● **EXERCISE**
Lines below starting with the line with "# place a dot on each instance of the evergreen" and going on through the line with "# place a dot on each instance of the dormer" must be output exactly; the rest of the records must be left out.

== Segment start ==

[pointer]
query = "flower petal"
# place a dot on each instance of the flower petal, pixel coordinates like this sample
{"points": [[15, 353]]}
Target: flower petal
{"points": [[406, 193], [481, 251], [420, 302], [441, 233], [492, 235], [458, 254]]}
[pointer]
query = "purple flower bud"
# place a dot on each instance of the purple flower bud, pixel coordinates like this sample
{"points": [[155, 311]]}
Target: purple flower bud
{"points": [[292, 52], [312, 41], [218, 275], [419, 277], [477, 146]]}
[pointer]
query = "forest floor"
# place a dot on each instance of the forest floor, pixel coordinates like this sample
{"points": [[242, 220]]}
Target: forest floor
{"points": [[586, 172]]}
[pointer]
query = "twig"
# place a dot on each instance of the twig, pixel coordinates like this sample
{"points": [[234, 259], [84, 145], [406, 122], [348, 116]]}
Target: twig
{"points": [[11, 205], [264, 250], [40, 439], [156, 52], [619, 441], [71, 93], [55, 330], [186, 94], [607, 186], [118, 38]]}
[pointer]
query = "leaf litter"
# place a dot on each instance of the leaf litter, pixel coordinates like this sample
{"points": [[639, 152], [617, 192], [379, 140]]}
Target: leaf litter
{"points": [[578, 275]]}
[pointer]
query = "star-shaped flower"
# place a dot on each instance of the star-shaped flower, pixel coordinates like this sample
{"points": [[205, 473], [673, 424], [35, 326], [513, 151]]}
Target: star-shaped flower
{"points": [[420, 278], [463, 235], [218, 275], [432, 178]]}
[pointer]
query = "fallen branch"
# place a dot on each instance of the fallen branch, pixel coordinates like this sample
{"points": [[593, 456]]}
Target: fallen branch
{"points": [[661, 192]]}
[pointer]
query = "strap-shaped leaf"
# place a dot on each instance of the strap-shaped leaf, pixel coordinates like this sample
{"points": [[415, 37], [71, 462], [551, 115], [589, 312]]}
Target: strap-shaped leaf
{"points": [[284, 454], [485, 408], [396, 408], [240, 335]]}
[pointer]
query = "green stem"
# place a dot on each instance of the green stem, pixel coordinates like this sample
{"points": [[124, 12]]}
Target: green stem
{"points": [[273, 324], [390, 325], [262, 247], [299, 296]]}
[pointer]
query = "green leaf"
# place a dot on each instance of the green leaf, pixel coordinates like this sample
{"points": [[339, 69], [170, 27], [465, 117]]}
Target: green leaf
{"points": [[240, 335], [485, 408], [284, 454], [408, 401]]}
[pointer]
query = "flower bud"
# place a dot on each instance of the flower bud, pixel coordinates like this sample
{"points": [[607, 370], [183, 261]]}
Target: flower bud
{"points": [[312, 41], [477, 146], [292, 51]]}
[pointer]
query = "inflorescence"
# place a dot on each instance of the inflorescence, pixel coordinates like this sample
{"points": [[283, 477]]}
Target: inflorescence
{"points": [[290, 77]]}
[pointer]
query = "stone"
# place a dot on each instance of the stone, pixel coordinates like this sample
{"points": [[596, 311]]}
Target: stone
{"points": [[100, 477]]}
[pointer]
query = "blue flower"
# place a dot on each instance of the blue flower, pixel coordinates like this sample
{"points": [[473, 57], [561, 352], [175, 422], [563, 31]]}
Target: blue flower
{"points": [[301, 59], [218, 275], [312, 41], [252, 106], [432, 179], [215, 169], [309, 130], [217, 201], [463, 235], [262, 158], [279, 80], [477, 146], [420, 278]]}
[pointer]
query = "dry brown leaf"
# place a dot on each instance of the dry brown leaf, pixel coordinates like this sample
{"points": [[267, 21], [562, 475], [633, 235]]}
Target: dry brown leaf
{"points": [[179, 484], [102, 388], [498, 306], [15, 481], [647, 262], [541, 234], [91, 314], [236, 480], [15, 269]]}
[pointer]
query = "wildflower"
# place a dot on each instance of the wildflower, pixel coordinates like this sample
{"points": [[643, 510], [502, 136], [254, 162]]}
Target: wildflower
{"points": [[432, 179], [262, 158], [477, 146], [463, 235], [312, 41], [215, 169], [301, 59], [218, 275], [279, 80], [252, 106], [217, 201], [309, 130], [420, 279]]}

== Segment end ==
== Segment start ==

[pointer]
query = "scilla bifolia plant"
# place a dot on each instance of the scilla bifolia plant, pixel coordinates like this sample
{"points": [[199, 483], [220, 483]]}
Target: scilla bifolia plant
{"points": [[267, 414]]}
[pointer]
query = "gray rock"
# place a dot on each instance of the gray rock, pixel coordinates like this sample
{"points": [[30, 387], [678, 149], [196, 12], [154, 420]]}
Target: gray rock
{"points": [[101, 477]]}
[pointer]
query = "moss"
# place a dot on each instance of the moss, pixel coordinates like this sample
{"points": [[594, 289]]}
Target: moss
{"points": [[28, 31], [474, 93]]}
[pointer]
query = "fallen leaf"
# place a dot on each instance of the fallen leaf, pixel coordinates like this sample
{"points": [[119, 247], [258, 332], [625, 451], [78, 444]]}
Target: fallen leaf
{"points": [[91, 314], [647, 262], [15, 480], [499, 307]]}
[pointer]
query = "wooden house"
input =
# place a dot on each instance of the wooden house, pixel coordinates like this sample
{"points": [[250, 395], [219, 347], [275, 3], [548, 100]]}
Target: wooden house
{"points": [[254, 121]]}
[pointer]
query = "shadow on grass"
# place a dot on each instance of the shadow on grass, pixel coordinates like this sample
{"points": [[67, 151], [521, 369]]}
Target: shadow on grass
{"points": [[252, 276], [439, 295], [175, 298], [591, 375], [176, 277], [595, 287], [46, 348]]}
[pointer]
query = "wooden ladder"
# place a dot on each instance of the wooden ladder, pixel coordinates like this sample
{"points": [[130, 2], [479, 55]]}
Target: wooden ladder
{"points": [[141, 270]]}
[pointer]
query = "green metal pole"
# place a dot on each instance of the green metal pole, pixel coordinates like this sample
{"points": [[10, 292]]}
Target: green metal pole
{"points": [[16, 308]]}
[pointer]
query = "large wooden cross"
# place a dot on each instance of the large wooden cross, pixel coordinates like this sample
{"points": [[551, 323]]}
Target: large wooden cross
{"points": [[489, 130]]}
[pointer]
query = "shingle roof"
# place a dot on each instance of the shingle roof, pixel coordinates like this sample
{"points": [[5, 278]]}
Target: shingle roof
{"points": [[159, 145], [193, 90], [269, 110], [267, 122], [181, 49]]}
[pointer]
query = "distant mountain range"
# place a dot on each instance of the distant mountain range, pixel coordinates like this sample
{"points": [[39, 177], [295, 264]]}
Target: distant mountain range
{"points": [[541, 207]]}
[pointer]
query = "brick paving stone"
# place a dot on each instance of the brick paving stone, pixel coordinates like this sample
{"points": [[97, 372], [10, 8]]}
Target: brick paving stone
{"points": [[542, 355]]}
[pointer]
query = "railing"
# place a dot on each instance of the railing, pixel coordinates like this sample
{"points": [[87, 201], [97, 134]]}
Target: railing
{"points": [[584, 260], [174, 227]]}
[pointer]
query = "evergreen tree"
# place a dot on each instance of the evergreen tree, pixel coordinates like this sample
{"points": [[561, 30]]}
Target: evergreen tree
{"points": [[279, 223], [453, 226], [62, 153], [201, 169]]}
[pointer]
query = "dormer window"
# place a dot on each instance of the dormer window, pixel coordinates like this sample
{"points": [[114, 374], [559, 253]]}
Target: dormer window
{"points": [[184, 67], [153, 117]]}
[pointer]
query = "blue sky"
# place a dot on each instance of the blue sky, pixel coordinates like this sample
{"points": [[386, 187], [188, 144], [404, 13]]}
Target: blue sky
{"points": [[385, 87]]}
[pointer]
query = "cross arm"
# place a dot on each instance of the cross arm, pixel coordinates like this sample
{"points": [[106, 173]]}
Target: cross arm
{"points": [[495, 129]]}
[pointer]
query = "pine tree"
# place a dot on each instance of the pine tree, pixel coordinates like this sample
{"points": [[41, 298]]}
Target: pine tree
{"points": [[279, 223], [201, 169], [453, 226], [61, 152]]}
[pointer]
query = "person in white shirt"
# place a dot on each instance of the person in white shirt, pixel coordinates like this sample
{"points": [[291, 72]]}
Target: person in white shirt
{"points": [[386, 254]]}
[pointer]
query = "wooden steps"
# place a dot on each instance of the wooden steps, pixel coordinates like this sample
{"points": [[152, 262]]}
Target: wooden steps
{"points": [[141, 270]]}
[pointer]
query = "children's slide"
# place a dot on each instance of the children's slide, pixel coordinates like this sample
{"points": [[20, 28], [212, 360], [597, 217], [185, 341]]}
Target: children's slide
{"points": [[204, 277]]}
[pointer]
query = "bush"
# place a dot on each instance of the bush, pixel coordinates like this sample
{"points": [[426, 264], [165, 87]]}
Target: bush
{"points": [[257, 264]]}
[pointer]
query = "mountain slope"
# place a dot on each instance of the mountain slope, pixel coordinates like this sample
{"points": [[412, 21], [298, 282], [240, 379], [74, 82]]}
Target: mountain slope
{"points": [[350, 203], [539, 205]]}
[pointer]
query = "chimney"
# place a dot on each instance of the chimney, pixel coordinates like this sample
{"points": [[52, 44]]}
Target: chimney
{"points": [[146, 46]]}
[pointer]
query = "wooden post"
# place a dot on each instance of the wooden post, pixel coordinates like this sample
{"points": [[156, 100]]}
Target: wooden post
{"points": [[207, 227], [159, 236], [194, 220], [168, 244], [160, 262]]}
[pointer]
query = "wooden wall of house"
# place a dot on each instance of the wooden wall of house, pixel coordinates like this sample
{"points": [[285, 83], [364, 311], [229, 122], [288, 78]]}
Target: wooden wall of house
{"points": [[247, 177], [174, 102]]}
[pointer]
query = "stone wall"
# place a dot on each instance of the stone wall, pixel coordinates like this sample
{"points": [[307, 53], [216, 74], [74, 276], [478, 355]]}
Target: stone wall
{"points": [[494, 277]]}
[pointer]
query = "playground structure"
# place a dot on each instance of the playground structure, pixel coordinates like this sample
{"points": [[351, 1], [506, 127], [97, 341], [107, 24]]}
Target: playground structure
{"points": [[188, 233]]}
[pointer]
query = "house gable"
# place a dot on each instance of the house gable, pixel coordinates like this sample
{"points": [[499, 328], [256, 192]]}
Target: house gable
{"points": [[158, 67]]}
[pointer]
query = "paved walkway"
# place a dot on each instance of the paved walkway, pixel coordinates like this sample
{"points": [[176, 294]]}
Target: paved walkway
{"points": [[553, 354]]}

== Segment end ==

● **ANSWER TO THIS EXERCISE**
# place a dot on each instance of the evergreen tree, pixel coordinates like this sample
{"points": [[561, 30]]}
Target: evergreen tree
{"points": [[279, 223], [453, 226], [62, 153], [201, 169]]}
[pointer]
query = "dormer window"
# place a dot on each instance of the dormer window, pixel coordinates like this sample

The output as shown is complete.